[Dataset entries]
▼▼▼

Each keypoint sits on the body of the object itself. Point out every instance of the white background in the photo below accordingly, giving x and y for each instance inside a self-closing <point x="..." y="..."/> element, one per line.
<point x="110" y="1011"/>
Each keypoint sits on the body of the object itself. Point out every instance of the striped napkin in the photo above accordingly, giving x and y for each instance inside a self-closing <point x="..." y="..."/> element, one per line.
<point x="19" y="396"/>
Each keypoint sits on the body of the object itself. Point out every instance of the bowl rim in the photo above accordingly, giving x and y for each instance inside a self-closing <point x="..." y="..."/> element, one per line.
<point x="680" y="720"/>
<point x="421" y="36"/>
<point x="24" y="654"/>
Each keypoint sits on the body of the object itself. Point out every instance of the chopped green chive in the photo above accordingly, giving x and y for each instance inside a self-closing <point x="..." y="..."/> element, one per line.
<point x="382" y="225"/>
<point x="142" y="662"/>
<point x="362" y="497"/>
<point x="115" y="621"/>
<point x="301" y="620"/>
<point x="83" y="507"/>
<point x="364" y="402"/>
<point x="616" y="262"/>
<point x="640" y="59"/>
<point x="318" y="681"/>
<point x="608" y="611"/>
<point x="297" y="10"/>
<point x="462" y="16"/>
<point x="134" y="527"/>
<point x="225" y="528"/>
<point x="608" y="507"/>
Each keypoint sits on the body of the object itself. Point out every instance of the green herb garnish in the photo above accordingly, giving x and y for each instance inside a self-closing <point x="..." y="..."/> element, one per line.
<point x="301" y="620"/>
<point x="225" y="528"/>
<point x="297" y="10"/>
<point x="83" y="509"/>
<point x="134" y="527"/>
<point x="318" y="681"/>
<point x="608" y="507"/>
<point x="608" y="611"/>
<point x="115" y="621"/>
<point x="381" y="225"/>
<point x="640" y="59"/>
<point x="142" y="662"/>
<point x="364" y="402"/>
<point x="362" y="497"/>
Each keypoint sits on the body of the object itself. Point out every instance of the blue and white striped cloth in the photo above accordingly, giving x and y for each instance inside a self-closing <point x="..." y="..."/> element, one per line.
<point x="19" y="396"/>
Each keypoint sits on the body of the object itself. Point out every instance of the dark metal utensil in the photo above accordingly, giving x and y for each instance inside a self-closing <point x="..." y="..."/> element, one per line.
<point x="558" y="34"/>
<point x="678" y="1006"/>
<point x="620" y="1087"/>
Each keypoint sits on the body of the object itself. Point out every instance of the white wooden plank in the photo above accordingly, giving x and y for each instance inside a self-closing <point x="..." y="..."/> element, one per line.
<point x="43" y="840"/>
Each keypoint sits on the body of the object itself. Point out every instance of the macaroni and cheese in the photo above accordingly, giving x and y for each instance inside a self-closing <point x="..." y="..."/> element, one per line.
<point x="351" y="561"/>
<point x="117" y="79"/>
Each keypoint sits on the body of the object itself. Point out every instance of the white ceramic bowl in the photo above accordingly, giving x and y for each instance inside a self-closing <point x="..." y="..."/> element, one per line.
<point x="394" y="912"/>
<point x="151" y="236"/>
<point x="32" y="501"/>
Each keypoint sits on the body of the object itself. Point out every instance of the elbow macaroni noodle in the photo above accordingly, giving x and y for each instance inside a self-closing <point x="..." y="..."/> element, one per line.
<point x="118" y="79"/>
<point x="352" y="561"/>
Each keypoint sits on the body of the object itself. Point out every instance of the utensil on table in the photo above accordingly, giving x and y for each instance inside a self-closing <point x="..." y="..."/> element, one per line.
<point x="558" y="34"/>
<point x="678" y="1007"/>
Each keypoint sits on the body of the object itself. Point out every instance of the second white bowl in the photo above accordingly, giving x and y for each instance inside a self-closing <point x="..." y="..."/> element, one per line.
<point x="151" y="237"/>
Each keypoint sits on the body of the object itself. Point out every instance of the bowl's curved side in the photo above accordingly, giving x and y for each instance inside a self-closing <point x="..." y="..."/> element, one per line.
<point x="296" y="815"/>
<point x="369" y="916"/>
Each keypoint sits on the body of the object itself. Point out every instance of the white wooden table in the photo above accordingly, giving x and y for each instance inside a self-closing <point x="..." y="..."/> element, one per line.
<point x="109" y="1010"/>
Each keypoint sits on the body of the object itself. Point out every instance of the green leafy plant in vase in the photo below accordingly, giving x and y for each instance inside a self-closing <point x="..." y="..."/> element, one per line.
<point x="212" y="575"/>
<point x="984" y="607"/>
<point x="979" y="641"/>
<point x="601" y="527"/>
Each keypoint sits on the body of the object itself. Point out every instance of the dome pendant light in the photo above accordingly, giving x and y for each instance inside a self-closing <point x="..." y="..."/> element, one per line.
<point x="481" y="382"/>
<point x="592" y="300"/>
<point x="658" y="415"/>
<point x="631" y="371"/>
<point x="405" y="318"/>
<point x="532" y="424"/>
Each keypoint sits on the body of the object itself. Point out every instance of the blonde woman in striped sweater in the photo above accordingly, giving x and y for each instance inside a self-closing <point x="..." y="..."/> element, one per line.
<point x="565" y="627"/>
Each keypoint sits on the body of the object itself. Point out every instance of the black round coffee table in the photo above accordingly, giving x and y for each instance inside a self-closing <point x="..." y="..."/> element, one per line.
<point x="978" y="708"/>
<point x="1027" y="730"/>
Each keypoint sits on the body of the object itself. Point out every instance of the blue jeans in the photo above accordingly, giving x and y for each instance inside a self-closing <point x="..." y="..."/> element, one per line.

▲▲▲

YOUR TASK – Once you have read the data, copy all of it out exactly.

YOUR SOLUTION –
Each keypoint sits on the body of the object itself. Point out every instance of the white background in the photo below accordingly, giving x and y for each instance inside a self-closing <point x="..." y="..."/> element, one per line.
<point x="110" y="1011"/>
Each keypoint sits on the body of the object itself. Point out every instance of the striped napkin in the photo above accordingly, giving x and y for each instance inside a self-closing <point x="..." y="..."/> element, one per line.
<point x="19" y="396"/>
Each keypoint sits on the body of the object itself. Point out every instance of the bowl rim in the photo above accordingly, giving x and y for each instance inside a self-closing <point x="..." y="..."/> element, one per line.
<point x="680" y="720"/>
<point x="421" y="36"/>
<point x="24" y="654"/>
Each keypoint sits on the body of the object itself. Point out every instance of the chopped green chive in the photo above accordingly, giving x and y for each instance inside a self-closing <point x="..." y="..."/> element, one per line.
<point x="382" y="225"/>
<point x="142" y="662"/>
<point x="362" y="497"/>
<point x="115" y="621"/>
<point x="301" y="620"/>
<point x="83" y="507"/>
<point x="364" y="402"/>
<point x="616" y="262"/>
<point x="640" y="59"/>
<point x="318" y="681"/>
<point x="608" y="611"/>
<point x="297" y="10"/>
<point x="462" y="16"/>
<point x="134" y="527"/>
<point x="225" y="528"/>
<point x="608" y="507"/>
Each keypoint sits on the body of the object itself. Point out every instance of the green herb garnish in the photo above accordingly, giving x and y for each instance inside a self-closing <point x="..." y="..."/> element, one per line.
<point x="301" y="620"/>
<point x="225" y="528"/>
<point x="297" y="10"/>
<point x="83" y="509"/>
<point x="134" y="527"/>
<point x="318" y="681"/>
<point x="608" y="507"/>
<point x="608" y="611"/>
<point x="115" y="621"/>
<point x="381" y="225"/>
<point x="640" y="59"/>
<point x="142" y="662"/>
<point x="364" y="402"/>
<point x="362" y="497"/>
Each keypoint sits on the body of the object itself. Point out every instance of the blue and white striped cloth in the photo above accordingly, giving x and y for each instance inside a self-closing <point x="..." y="..."/> element, one per line.
<point x="19" y="396"/>
Each keypoint sits on the body of the object itself. Point out every instance of the dark metal utensil in the photo above accordingly, giving x and y for each instance inside a self-closing <point x="..." y="..."/> element, one per line.
<point x="558" y="34"/>
<point x="678" y="1006"/>
<point x="620" y="1087"/>
Each keypoint sits on the body of the object itself. Point out every instance of the white wooden plank in the photo above accordingly, giving x and y for each instance inside a self-closing <point x="..." y="..."/> element, one per line.
<point x="43" y="840"/>
Each keypoint sits on the body of the object itself. Point out every instance of the macaroni and cheese in the photo above accordingly, giving x and y for each instance inside a self-closing <point x="..." y="..."/> element, one per line.
<point x="351" y="561"/>
<point x="117" y="79"/>
Each keypoint sits on the body of the object itself. Point out every instance of the white ceramic bowl in the photo above accordingly, giving x and y for each instance inside a self-closing <point x="..." y="..."/> element, one per line.
<point x="394" y="912"/>
<point x="151" y="236"/>
<point x="32" y="501"/>
Each keypoint sits on the body of the object itself. Point out every instance of the elbow macaroni noodle in the photo above accordingly, giving x and y for each instance inside a self-closing <point x="..." y="..."/> element, one per line.
<point x="118" y="79"/>
<point x="352" y="561"/>
Each keypoint sits on the body of the object itself. Point out every instance of the utensil on table in the photo above accordingly, giving x and y for each instance inside a self-closing <point x="..." y="..."/> element, one per line.
<point x="558" y="34"/>
<point x="678" y="1007"/>
Each keypoint sits on the body of the object itself. Point out every instance of the second white bowl in the photo above accordingly, giving x and y for each instance inside a self-closing <point x="..." y="..."/> element, one per line.
<point x="151" y="237"/>
Each keypoint sits on the body of the object itself. Point out every instance of the bowl's curved side in the photo above accordingly, giving x and y for each instance inside a self-closing <point x="..." y="..."/> element, one per line.
<point x="296" y="815"/>
<point x="369" y="916"/>
Each keypoint sits on the body of the object itself. Point out every instance of the white wooden table in the photo above accordingly, giving x and y for each instance inside a self-closing <point x="..." y="..."/> element, one per line.
<point x="109" y="1010"/>
Each keypoint sits on the body of the object itself. Point out every instance of the green leafy plant in vase in the photo below accordingly, giving x and y for each instance inside a self-closing <point x="..." y="..."/> element, one per line.
<point x="212" y="575"/>
<point x="984" y="607"/>
<point x="979" y="641"/>
<point x="601" y="527"/>
Each keypoint sits on the body of the object itself. Point out every instance of the dome pendant light in the photo above accordingly, giving x and y for each instance inside a self-closing <point x="..." y="..."/> element, one per line.
<point x="481" y="382"/>
<point x="592" y="300"/>
<point x="658" y="415"/>
<point x="631" y="371"/>
<point x="405" y="318"/>
<point x="532" y="424"/>
Each keypoint sits on the body of the object itself. Point out every instance of the blonde woman in striped sweater in the photo above accordingly, giving x and y for each instance inside a self-closing <point x="..." y="..."/> element, one per line.
<point x="565" y="627"/>
Each keypoint sits on the body of the object itself. Point out every instance of the black round coffee table in the photo above accordingly, giving x and y for each instance inside a self-closing <point x="..." y="..."/> element, one per line.
<point x="978" y="708"/>
<point x="1027" y="730"/>
Each keypoint sits on the body of the object itself. Point out every instance of the blue jeans in the photo above accordingly, giving x and y for each instance inside a self-closing <point x="..." y="..."/> element, one per line.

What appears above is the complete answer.